Dataset rows
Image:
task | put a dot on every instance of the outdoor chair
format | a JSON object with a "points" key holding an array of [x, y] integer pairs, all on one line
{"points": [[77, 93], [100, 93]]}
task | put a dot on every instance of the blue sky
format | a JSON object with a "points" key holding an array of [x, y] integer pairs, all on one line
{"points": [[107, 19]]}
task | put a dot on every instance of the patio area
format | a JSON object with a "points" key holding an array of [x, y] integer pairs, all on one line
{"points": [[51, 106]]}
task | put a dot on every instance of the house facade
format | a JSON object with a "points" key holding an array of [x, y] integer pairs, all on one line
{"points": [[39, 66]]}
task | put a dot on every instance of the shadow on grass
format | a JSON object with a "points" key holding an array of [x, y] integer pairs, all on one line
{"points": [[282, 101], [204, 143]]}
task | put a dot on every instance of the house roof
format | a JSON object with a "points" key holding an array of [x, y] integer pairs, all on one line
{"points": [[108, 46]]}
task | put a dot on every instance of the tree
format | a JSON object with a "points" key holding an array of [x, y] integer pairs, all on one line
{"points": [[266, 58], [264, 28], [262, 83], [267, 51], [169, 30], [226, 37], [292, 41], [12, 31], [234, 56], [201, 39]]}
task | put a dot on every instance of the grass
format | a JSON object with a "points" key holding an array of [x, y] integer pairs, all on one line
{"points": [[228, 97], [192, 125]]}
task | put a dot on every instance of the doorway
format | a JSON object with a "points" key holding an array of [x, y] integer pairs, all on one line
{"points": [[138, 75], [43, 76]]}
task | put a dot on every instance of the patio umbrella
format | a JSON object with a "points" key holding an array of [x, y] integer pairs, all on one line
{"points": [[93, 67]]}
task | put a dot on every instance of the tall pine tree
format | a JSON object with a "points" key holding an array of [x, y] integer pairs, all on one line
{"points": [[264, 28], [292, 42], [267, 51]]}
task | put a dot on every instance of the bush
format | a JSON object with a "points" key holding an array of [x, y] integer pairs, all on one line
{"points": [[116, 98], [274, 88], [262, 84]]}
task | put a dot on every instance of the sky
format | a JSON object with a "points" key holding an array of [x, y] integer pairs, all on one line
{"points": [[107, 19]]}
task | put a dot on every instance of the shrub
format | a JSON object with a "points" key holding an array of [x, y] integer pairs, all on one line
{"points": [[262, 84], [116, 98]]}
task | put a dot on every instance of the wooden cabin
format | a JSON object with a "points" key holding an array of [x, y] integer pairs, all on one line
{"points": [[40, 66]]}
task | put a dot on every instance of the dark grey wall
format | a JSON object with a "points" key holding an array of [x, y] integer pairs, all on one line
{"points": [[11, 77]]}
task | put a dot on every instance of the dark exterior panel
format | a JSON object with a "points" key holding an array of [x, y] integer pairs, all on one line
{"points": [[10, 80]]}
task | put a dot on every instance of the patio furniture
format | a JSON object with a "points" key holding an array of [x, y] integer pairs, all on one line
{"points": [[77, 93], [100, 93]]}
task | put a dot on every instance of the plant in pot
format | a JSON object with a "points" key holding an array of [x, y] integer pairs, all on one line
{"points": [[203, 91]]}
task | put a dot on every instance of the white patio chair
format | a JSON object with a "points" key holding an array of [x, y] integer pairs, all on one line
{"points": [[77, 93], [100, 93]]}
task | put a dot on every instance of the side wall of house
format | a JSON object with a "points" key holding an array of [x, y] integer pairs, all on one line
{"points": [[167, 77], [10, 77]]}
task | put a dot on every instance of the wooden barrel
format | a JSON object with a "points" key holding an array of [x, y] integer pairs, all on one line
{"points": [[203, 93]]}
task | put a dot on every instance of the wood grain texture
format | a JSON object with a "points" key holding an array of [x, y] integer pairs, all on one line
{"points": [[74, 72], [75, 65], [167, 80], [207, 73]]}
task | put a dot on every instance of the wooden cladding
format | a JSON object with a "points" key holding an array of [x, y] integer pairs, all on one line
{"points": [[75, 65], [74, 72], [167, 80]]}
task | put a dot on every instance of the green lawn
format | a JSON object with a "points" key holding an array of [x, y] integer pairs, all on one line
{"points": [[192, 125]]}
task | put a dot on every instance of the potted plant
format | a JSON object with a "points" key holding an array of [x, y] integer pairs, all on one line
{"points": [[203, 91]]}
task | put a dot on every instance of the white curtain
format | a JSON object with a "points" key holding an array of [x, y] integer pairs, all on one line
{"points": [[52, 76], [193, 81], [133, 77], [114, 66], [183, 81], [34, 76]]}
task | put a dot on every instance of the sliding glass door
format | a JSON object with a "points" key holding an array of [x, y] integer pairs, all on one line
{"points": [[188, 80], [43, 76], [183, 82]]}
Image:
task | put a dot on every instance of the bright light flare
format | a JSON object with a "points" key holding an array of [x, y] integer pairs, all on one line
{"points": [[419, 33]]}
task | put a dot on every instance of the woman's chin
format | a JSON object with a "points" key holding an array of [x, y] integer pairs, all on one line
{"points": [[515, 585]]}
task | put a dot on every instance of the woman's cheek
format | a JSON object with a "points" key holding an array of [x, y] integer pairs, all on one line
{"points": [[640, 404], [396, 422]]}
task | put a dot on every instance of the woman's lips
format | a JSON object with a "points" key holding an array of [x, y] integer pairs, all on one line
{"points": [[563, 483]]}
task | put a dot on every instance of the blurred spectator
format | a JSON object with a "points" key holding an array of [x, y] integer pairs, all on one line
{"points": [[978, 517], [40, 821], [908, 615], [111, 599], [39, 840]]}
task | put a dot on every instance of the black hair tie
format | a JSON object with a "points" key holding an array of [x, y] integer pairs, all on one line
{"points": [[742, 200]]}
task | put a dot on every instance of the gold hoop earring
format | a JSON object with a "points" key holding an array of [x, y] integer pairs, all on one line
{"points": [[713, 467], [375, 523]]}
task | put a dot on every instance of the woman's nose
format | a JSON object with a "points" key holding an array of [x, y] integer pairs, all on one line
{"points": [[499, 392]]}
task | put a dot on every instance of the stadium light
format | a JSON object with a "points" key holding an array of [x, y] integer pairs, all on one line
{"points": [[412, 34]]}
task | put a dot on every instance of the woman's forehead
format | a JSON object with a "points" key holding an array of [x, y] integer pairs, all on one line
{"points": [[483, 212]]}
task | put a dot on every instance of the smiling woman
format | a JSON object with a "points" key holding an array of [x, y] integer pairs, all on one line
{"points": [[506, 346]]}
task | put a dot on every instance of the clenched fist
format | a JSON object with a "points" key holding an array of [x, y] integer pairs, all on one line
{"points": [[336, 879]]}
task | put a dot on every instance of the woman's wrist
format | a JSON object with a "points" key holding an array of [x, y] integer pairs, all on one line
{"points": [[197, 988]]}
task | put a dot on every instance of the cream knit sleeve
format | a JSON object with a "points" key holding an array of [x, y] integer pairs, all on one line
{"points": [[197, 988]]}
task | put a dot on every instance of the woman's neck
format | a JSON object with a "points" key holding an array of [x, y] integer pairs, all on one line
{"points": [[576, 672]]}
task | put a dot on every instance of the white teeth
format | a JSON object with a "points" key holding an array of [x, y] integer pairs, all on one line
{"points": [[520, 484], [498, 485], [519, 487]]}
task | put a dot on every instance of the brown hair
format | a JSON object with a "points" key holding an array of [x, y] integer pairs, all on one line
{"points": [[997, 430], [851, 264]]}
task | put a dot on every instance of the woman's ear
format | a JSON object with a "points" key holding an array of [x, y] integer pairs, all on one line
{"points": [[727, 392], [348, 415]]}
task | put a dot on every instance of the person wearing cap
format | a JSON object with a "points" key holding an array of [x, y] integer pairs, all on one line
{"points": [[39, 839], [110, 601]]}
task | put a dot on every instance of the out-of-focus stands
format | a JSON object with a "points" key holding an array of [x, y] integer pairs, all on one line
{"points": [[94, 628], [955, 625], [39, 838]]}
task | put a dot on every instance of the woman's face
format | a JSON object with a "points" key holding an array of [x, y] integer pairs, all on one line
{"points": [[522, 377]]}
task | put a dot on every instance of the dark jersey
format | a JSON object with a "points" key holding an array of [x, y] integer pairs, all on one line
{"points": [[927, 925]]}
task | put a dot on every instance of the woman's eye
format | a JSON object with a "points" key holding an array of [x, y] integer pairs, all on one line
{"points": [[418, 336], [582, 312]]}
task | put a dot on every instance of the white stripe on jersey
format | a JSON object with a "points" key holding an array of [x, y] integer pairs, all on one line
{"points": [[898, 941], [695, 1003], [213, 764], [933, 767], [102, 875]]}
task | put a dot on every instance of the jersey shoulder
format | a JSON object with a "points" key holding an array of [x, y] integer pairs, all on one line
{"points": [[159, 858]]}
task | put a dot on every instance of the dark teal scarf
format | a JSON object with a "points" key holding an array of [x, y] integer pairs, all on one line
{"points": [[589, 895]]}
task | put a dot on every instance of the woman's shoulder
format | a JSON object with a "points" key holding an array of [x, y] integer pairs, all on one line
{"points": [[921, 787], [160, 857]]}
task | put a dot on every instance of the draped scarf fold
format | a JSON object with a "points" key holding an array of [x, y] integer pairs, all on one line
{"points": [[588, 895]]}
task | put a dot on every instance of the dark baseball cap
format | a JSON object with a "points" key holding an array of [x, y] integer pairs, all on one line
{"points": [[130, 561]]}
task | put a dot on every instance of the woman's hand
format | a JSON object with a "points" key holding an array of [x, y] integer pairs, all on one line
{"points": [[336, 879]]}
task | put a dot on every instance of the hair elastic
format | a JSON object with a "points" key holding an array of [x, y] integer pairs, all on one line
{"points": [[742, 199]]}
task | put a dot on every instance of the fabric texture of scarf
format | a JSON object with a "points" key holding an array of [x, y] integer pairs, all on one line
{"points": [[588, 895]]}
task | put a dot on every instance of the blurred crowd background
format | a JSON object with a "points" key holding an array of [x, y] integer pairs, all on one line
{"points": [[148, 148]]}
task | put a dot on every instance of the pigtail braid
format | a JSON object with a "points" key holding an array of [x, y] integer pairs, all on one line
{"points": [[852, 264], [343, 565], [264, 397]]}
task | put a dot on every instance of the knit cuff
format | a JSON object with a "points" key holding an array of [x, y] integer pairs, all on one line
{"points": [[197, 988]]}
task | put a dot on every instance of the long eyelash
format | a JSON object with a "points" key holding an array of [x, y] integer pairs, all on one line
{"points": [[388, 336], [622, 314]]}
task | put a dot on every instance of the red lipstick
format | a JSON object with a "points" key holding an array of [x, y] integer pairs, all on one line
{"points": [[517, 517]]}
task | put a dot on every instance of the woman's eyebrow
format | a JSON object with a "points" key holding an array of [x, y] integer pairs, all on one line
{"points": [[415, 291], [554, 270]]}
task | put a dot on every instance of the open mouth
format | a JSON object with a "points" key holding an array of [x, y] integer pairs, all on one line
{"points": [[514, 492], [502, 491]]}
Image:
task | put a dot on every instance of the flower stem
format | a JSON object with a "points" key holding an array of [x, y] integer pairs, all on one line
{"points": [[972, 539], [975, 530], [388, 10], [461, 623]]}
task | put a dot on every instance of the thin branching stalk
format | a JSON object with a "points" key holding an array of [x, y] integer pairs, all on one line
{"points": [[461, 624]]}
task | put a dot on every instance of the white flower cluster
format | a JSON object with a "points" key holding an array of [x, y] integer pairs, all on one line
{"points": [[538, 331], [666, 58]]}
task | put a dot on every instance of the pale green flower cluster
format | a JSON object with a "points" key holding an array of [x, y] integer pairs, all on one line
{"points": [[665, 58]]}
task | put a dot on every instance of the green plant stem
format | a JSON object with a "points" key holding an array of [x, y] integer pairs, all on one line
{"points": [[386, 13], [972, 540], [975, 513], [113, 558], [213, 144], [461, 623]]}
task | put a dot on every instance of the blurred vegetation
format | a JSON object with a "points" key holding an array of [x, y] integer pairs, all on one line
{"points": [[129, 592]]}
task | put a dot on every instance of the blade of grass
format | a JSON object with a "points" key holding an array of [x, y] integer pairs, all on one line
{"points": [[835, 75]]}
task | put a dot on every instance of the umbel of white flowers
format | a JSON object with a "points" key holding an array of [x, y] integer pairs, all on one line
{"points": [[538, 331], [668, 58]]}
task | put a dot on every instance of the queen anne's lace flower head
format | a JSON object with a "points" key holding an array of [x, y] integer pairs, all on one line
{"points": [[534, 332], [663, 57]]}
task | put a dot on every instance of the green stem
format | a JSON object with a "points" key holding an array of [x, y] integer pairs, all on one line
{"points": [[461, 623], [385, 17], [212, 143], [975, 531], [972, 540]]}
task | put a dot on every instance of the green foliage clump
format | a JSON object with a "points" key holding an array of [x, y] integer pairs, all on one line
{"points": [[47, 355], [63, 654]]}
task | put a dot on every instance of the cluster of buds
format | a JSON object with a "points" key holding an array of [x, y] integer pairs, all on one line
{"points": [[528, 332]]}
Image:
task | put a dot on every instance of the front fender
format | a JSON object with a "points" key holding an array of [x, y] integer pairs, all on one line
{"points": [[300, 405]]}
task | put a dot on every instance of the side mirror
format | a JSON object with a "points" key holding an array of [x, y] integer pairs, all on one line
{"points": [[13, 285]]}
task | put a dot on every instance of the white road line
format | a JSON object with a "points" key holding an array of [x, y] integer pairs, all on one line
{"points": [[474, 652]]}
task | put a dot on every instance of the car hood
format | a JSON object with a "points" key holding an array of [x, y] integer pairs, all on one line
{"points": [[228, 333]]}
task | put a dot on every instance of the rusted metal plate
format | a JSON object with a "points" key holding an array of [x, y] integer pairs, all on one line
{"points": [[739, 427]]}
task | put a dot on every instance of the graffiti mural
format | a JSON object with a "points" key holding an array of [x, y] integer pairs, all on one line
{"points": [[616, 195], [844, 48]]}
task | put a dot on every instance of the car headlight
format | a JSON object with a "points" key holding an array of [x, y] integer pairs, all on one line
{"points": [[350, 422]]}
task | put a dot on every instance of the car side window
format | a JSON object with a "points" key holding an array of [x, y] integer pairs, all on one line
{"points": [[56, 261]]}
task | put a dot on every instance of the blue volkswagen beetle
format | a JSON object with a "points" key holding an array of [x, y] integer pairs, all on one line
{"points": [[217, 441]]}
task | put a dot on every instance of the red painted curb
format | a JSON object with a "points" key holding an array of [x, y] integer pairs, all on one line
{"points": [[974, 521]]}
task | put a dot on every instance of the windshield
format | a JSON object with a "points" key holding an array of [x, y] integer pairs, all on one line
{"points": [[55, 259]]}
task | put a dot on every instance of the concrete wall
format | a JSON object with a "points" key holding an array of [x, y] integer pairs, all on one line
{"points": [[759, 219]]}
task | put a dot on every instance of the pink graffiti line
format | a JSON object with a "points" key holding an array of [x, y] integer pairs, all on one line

- [THE REQUEST]: Rewrite the stretch from the line containing "car side window" through the end of the entries, changing "concrete wall" to "stone wall" and leaving everything else unchanged.

- [CORRECT ANSWER]:
task | put a dot on every instance of the car side window
format | a JSON object with a "points" key holding an array of [x, y] integer pairs, all on one line
{"points": [[56, 261]]}
task | put a dot on every instance of the blue volkswagen beetle
format | a JSON object with a "points" key holding an array of [x, y] integer pairs, all on one line
{"points": [[217, 441]]}
task | put a dot on every instance of the red painted curb
format | a JSON object with a "points" key holding an array of [x, y] integer pairs, all on one line
{"points": [[974, 521]]}
task | put a dot on every instance of the windshield
format | a JSON object with a "points" key holding an array of [x, y] integer pairs, all on one line
{"points": [[55, 259]]}
task | put a dot on every instance of the stone wall
format | a JSON object with a "points" key holding an array of [x, y] integer pairs, all on one line
{"points": [[759, 219]]}
task | put a dot on every instance of the pink graffiti line
format | a JSON object with a "points" key holding an array of [x, y] integer pairs, all on one line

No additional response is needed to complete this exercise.